* [Data provided]
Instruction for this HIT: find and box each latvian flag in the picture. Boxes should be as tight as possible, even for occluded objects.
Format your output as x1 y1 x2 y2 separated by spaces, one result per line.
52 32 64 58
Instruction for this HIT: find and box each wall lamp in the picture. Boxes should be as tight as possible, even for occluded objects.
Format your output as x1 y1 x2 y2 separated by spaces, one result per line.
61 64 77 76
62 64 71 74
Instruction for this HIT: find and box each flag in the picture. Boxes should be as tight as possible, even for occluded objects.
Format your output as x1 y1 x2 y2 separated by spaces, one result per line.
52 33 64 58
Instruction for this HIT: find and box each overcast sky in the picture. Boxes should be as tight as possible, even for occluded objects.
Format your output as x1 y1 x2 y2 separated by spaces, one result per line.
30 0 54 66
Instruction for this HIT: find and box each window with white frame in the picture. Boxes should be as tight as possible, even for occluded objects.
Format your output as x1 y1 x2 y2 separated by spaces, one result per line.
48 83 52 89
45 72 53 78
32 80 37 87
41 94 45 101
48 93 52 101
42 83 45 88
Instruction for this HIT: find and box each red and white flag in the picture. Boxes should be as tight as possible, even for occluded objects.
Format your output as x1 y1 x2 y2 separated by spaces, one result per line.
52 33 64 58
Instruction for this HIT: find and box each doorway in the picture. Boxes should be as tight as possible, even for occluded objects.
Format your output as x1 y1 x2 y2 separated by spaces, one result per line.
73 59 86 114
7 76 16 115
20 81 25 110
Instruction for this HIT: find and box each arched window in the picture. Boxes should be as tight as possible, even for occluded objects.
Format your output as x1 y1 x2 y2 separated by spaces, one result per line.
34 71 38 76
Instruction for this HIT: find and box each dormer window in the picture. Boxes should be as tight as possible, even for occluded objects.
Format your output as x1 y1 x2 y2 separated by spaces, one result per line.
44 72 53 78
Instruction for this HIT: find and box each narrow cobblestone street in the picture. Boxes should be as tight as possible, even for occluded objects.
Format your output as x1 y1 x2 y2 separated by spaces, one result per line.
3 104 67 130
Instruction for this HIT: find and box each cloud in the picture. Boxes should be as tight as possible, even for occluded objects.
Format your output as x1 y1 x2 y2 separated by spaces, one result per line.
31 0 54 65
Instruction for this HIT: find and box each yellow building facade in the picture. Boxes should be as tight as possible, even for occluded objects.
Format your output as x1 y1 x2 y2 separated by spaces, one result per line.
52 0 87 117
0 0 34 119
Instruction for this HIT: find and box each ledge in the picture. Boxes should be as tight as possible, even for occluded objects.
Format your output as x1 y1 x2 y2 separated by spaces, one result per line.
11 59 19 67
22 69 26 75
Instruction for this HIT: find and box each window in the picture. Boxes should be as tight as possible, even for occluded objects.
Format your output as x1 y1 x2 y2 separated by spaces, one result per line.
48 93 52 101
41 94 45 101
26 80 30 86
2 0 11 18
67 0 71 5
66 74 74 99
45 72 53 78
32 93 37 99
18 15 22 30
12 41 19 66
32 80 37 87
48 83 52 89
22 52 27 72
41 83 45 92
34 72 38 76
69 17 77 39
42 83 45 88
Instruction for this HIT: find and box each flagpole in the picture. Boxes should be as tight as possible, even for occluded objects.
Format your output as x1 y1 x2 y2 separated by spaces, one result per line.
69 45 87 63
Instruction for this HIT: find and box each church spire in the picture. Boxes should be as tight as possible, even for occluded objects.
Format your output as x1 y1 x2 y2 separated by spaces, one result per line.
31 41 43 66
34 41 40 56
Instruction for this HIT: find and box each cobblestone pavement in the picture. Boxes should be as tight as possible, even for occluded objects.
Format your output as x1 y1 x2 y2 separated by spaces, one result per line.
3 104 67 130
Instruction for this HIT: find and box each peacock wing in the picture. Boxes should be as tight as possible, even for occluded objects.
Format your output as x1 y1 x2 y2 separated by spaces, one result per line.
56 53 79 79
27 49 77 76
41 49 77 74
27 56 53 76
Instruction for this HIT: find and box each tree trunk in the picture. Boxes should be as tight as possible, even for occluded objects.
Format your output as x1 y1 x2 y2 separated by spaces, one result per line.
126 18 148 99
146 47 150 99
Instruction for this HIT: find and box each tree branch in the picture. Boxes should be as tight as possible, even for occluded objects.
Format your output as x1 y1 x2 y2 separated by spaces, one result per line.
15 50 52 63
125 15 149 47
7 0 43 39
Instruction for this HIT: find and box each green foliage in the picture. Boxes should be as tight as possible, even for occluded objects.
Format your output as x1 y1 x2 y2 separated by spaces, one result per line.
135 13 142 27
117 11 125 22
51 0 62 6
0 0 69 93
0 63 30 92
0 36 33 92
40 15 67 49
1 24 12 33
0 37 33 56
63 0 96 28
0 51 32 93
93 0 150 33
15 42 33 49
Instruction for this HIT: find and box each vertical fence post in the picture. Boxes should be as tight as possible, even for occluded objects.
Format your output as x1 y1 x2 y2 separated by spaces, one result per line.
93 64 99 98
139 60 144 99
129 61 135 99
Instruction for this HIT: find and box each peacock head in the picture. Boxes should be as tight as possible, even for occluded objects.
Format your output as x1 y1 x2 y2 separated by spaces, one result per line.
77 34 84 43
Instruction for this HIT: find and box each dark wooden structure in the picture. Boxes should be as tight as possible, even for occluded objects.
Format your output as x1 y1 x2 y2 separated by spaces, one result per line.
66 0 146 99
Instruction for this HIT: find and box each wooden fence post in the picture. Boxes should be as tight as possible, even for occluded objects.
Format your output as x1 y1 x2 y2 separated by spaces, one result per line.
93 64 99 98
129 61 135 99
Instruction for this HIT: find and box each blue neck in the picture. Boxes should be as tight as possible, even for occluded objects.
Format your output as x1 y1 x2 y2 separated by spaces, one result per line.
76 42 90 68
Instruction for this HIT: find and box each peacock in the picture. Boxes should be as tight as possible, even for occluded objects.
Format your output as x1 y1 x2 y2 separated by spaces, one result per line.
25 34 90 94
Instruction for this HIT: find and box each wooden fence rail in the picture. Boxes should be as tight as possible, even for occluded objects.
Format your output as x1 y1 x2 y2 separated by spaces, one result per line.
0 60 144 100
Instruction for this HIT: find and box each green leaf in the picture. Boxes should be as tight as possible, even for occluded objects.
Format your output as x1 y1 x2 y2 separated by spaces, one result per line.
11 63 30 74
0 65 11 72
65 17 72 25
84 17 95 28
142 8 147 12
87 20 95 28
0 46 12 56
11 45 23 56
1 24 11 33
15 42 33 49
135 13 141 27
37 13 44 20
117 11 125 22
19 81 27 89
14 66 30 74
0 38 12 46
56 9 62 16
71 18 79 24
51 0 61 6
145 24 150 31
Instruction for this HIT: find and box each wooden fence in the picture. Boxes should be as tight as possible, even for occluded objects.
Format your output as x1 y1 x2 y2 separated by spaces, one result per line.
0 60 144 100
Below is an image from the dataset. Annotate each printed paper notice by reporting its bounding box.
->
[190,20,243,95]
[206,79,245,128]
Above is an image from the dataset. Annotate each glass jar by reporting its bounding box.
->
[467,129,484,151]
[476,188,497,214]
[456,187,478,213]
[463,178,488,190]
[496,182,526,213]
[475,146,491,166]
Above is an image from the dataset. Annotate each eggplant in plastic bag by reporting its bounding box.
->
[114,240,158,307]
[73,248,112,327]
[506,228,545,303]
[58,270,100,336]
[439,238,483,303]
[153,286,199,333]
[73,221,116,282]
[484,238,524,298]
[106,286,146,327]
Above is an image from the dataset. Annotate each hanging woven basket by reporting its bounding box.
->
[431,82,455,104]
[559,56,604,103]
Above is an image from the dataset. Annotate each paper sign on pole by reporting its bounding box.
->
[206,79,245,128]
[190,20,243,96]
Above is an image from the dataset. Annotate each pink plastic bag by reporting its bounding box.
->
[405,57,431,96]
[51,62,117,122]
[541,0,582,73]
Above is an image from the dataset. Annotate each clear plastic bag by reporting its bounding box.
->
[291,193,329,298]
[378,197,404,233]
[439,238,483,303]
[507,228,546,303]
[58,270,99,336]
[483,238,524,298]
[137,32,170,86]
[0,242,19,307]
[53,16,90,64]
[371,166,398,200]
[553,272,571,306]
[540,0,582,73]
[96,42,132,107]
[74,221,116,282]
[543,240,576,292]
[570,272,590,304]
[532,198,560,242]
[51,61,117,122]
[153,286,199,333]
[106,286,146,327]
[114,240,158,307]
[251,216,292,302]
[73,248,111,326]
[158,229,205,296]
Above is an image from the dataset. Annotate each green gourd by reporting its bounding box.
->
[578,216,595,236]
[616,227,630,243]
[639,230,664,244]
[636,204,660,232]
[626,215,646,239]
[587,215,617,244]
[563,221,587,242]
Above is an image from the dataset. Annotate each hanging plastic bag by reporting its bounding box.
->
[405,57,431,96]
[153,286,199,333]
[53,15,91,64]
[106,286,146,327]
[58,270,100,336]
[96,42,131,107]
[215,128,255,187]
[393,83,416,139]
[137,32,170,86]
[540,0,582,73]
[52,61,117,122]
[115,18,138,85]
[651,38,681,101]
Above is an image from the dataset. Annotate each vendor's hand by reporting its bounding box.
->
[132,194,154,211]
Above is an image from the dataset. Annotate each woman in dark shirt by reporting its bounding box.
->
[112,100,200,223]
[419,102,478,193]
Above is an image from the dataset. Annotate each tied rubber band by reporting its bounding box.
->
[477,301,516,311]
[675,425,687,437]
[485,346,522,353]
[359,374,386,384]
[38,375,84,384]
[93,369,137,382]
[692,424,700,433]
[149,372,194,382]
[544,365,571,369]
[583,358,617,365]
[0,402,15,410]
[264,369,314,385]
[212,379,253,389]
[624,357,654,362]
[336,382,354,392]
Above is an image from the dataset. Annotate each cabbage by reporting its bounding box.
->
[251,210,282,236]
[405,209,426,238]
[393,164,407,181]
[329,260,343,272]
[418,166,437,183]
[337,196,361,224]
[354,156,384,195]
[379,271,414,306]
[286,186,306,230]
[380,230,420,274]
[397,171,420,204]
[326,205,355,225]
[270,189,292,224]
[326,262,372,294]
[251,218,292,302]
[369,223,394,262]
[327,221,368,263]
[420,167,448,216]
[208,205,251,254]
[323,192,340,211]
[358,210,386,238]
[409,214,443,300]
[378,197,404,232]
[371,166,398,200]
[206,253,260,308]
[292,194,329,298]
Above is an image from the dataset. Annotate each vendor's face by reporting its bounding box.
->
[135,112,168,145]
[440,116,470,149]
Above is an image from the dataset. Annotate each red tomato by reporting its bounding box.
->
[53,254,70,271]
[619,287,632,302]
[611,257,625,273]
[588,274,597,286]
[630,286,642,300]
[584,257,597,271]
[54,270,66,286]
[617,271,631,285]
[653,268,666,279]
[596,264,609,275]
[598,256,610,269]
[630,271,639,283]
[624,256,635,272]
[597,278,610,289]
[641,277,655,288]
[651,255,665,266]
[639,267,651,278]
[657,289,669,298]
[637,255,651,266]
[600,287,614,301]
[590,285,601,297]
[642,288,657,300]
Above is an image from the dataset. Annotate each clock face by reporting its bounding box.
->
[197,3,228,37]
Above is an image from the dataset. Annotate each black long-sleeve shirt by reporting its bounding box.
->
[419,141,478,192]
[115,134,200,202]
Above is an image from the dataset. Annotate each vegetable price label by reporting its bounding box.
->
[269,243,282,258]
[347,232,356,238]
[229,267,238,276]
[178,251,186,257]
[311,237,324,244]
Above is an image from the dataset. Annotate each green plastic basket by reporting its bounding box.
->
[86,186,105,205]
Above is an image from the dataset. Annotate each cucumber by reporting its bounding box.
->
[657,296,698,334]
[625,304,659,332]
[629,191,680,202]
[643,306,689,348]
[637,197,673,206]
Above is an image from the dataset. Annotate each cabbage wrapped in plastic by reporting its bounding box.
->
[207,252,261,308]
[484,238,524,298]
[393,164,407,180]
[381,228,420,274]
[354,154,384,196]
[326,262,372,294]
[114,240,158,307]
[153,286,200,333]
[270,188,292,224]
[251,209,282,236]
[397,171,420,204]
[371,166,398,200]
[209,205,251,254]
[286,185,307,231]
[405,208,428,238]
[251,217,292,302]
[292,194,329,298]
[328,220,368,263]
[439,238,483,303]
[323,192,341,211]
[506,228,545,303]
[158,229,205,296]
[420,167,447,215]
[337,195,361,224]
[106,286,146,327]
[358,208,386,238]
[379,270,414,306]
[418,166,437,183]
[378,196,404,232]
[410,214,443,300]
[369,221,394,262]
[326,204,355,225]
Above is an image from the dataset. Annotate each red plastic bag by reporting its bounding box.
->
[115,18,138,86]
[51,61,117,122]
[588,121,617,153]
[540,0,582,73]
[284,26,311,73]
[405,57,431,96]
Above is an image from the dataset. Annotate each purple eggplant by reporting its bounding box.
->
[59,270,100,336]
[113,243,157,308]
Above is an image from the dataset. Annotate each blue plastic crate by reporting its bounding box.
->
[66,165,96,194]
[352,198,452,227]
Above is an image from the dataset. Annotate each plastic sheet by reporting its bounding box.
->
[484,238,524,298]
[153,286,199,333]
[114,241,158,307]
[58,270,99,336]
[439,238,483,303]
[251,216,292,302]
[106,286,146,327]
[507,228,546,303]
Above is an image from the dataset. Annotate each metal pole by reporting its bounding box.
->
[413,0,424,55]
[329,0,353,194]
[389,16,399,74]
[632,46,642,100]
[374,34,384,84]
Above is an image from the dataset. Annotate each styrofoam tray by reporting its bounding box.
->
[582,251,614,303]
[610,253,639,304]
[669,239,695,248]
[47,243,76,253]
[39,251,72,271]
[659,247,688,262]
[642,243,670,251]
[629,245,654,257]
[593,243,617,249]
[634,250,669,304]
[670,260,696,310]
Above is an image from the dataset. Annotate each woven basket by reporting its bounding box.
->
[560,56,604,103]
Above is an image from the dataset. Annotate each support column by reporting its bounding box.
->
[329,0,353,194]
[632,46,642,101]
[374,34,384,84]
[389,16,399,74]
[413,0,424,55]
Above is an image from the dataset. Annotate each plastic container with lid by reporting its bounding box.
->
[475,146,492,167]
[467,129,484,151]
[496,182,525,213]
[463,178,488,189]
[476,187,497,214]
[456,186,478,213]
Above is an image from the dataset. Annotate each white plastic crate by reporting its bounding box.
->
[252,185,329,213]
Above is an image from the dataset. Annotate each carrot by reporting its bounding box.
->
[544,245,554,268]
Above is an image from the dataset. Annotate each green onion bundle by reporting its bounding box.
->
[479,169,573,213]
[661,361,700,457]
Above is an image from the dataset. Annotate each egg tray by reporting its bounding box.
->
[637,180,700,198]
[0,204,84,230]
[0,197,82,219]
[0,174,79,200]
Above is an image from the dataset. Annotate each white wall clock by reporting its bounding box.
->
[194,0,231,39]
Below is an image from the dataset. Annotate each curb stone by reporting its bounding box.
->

* [Work request]
Only lines that hold the string "with" belong in the answer, so copy every one of them from the records.

* [Exercise result]
Instruction for this HIT: find and box each window with white frame in the picture. Boxes should be as tight as possible, even for occluded objects.
Above is an image from the dataset. Annotate each plastic container with lid by reporting its bounding box.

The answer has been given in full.